Return, exactly as written, all lines from the line containing "Looking at the photo above, is there any white wall" to the end of the entries below, with both ends included.

──────

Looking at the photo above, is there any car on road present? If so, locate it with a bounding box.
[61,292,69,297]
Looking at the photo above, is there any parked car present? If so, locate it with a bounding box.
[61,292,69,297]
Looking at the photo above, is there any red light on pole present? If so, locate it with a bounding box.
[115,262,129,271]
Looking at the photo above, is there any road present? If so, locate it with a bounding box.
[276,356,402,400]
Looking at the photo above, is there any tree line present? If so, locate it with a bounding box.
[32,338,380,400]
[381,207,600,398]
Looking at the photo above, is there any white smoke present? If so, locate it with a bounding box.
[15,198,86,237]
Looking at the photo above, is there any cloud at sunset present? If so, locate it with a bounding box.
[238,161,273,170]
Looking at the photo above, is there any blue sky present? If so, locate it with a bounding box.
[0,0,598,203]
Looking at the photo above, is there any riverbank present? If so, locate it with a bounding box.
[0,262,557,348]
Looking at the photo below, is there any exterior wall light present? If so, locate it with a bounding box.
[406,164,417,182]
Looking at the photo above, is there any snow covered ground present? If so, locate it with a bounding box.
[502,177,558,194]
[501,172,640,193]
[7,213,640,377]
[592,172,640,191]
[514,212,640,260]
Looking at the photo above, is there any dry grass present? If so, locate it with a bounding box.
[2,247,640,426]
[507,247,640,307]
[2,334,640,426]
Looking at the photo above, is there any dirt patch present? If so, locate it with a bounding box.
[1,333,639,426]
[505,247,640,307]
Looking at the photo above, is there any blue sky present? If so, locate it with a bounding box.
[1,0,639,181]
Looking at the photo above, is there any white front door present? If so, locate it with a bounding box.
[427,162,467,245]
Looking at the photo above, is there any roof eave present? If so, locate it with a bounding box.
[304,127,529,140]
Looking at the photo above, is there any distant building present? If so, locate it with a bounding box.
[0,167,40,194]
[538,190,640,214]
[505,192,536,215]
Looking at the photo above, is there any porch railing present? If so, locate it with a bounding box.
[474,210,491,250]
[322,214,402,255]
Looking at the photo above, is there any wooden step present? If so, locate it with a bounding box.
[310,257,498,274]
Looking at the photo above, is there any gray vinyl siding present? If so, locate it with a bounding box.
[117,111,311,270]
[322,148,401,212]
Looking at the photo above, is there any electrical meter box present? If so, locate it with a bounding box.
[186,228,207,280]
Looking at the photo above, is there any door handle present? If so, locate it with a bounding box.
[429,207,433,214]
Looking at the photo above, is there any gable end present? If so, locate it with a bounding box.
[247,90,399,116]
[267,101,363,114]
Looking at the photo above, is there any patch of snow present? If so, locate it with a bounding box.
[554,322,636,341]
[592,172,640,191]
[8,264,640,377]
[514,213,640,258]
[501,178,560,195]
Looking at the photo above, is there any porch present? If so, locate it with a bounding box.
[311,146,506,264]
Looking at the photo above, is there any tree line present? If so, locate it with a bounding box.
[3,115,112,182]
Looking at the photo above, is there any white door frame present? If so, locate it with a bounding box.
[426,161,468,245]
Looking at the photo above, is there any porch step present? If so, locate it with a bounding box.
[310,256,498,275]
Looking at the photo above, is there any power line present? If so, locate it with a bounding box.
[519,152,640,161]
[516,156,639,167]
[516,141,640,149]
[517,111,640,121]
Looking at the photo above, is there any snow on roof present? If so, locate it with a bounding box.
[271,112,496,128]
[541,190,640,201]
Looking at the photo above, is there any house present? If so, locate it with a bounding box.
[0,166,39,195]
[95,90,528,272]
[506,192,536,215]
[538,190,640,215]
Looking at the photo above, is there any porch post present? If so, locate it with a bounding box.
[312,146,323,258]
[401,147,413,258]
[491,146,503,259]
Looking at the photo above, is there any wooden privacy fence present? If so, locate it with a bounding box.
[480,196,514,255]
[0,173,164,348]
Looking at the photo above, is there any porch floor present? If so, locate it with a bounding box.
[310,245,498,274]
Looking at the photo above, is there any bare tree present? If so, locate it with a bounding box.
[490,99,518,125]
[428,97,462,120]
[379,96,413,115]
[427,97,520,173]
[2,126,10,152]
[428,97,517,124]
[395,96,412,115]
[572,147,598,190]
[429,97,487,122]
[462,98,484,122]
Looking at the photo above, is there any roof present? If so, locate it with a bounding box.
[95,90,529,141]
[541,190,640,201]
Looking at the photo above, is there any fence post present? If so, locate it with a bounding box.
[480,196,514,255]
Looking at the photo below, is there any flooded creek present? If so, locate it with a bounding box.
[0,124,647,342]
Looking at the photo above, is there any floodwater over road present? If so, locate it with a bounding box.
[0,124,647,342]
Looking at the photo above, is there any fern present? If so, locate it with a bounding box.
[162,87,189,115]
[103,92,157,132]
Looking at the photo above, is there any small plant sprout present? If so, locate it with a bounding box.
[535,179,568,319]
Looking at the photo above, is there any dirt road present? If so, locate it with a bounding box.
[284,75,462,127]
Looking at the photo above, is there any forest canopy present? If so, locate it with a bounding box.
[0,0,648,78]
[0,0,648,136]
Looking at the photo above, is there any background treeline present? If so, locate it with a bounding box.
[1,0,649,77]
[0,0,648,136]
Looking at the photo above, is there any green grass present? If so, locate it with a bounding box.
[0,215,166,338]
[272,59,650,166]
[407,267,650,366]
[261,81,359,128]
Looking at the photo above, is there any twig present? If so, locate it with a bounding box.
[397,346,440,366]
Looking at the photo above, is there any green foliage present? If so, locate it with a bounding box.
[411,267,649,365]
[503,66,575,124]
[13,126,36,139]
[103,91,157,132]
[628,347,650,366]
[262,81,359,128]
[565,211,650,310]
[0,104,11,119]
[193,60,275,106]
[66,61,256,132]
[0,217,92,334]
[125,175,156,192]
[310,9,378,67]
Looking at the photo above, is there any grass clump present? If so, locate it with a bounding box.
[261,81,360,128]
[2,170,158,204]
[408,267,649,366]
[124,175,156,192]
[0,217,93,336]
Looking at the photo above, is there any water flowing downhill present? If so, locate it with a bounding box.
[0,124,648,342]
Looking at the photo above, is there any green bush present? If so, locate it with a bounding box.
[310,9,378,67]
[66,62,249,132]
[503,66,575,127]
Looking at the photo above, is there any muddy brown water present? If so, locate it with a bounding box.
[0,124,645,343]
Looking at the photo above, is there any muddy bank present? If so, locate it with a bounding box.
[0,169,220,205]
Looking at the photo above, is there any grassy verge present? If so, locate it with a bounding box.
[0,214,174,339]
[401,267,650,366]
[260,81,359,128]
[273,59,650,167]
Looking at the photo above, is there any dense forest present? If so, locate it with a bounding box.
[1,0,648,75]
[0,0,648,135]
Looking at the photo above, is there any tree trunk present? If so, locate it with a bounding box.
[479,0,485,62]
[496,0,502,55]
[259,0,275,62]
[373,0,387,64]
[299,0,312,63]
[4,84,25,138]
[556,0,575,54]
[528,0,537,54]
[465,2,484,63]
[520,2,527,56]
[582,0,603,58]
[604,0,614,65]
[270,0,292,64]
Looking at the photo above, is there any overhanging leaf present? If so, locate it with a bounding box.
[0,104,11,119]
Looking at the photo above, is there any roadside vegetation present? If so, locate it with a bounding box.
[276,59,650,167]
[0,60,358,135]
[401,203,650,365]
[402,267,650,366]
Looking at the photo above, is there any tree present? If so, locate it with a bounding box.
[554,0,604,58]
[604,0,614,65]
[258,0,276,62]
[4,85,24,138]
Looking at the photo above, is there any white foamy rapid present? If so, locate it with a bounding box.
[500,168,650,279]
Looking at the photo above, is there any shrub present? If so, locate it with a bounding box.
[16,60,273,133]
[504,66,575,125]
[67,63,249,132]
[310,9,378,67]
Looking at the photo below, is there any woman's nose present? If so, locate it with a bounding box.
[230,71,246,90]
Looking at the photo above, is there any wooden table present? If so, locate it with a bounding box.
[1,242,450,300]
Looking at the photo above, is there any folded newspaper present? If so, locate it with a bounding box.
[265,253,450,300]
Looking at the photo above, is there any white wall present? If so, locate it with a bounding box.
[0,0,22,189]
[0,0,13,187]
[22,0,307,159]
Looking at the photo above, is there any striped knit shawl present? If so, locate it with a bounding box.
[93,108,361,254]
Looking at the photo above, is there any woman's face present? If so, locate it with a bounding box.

──────

Result of this task:
Looking at the photo above, is there any white wall present? If so, locate it with a bounding box.
[0,0,22,189]
[0,0,13,187]
[22,0,307,159]
Looking at the photo above, is there any striped knit shawl present? If so, locate it with a bounding box.
[93,108,361,254]
Looking at the photo above, is there any woman's face present? If so, locate it with a bounding box.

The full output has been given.